Object location annotation data:
━━━━━━

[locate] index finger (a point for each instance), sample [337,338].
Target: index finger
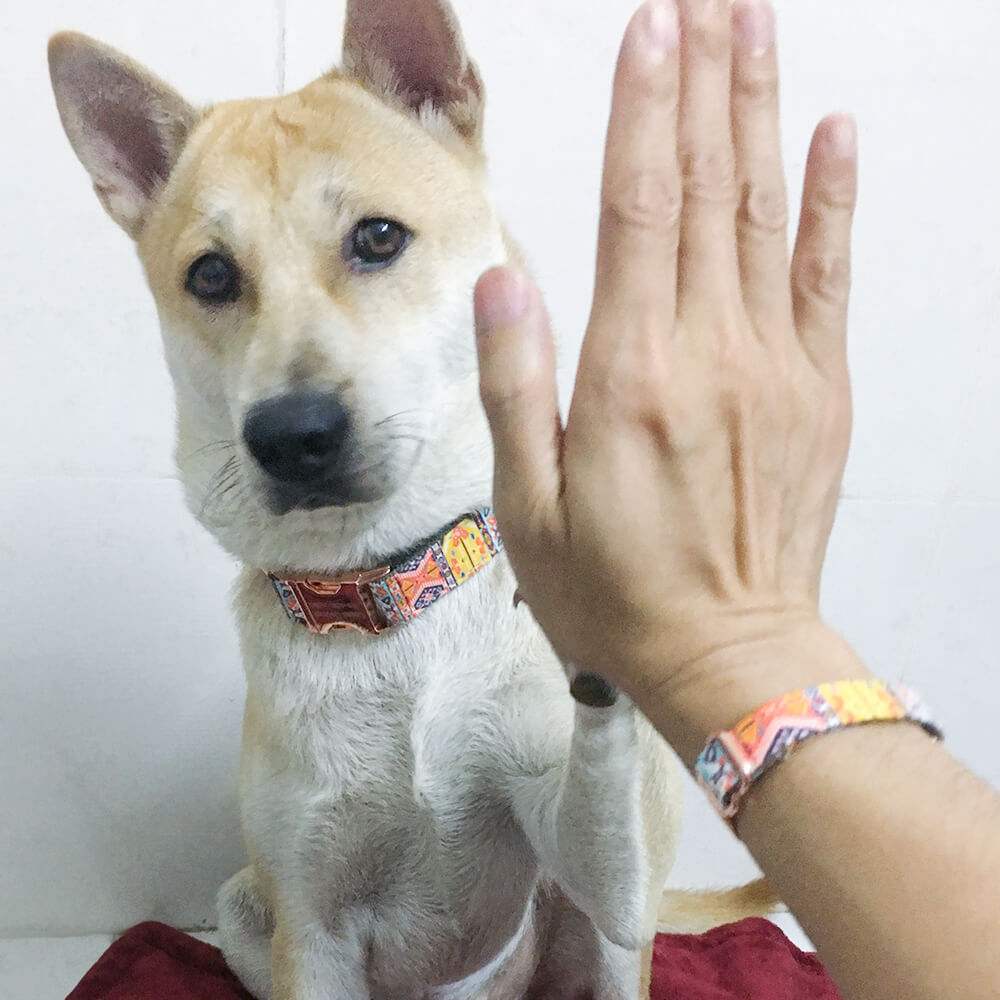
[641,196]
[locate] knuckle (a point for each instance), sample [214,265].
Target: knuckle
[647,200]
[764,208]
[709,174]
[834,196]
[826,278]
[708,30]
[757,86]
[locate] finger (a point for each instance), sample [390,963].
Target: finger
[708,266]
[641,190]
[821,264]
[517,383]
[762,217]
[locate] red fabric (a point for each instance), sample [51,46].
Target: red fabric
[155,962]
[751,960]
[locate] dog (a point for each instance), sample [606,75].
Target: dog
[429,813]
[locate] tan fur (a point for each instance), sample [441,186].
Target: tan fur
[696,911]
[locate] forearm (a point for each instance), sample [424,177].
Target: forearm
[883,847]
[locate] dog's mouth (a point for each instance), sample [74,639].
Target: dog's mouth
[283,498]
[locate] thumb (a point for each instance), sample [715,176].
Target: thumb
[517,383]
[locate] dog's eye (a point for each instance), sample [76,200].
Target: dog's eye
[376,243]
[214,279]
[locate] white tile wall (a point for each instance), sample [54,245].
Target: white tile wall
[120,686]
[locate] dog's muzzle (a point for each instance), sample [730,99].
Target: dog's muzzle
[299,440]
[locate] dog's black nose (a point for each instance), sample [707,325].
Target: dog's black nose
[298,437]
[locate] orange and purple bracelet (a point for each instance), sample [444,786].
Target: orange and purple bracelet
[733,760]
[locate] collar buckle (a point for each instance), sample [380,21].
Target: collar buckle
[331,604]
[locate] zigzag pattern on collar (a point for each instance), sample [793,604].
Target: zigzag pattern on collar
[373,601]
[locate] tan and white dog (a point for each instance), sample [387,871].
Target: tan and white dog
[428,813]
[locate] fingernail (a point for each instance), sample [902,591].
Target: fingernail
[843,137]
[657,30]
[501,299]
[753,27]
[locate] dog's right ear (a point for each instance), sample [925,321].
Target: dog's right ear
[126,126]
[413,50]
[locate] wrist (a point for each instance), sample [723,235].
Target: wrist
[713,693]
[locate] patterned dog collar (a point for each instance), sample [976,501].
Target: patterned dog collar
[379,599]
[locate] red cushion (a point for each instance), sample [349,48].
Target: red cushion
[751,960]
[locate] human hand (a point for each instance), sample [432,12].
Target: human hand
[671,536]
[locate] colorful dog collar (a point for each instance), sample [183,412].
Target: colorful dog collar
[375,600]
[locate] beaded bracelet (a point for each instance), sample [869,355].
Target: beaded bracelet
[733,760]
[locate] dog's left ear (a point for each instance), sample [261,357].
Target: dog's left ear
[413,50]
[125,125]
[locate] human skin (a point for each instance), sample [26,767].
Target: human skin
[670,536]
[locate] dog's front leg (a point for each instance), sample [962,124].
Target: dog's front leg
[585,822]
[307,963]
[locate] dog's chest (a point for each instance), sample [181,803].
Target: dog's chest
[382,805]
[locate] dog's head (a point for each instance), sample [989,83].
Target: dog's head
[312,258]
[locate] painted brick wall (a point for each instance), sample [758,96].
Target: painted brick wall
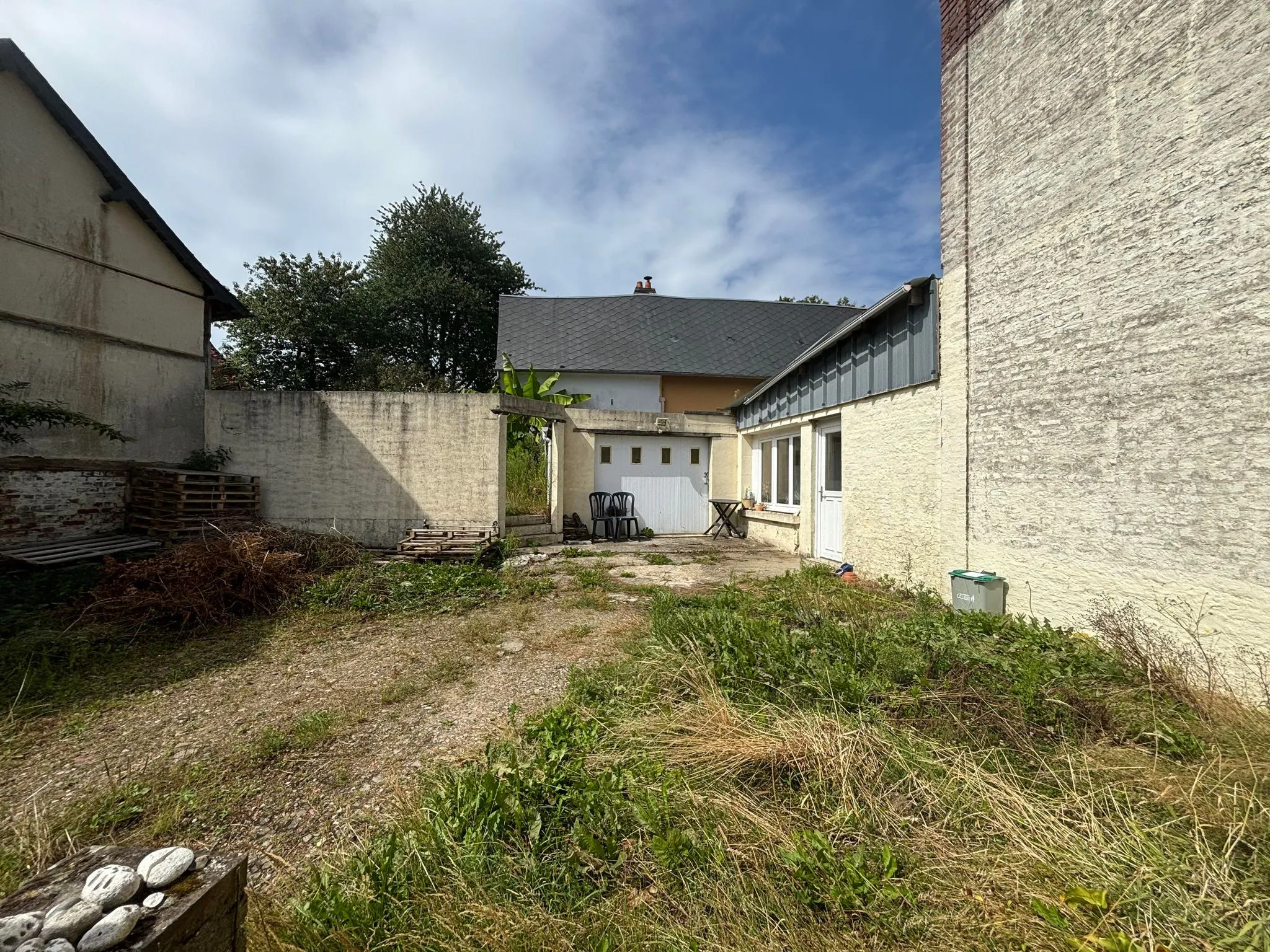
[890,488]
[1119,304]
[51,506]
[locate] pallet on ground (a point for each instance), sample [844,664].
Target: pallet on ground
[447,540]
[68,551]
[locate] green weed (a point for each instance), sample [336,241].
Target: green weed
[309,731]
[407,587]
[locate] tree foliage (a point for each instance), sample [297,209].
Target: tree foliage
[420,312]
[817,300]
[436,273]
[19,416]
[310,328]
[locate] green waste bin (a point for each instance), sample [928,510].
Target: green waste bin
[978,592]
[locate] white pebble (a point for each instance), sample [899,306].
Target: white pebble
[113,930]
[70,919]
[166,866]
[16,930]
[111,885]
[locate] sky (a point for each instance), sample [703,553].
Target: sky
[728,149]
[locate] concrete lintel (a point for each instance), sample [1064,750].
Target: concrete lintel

━━━━━━

=== What you will do ===
Without any pictures, reproduce exactly the lines from the line that contains "[locate] dog's head" to the end of the entries above, both ends included.

=== Correct result ===
[locate] dog's head (a point for each instance), sample [989,83].
Target: dog's head
[312,258]
[locate] painted brick wall (a point for each instance), sample [758,96].
Target: painted brick wall
[890,488]
[1119,304]
[51,506]
[locate] pallet on ground (a point for each instance), sample [844,664].
Target: pallet on ground
[447,540]
[68,551]
[locate] green weed (a point for each instance), sample [336,241].
Target: green weed
[309,731]
[407,587]
[locate] tree foliage (a point for each instance), sample [297,209].
Target: tree foliage
[420,312]
[817,300]
[436,273]
[19,416]
[310,328]
[locate] green waste bin (a point for each instance), sample [928,510].
Target: green waste bin
[978,592]
[locate] white pebble (a point for each instance), sample [899,306].
Target: white pebble
[113,930]
[70,919]
[166,866]
[16,930]
[111,885]
[locate] sky (a point for each instance), sample [703,553].
Target: sky
[728,149]
[locate] concrete lintel (a point for each instance), sample [1064,750].
Target: concrete lintel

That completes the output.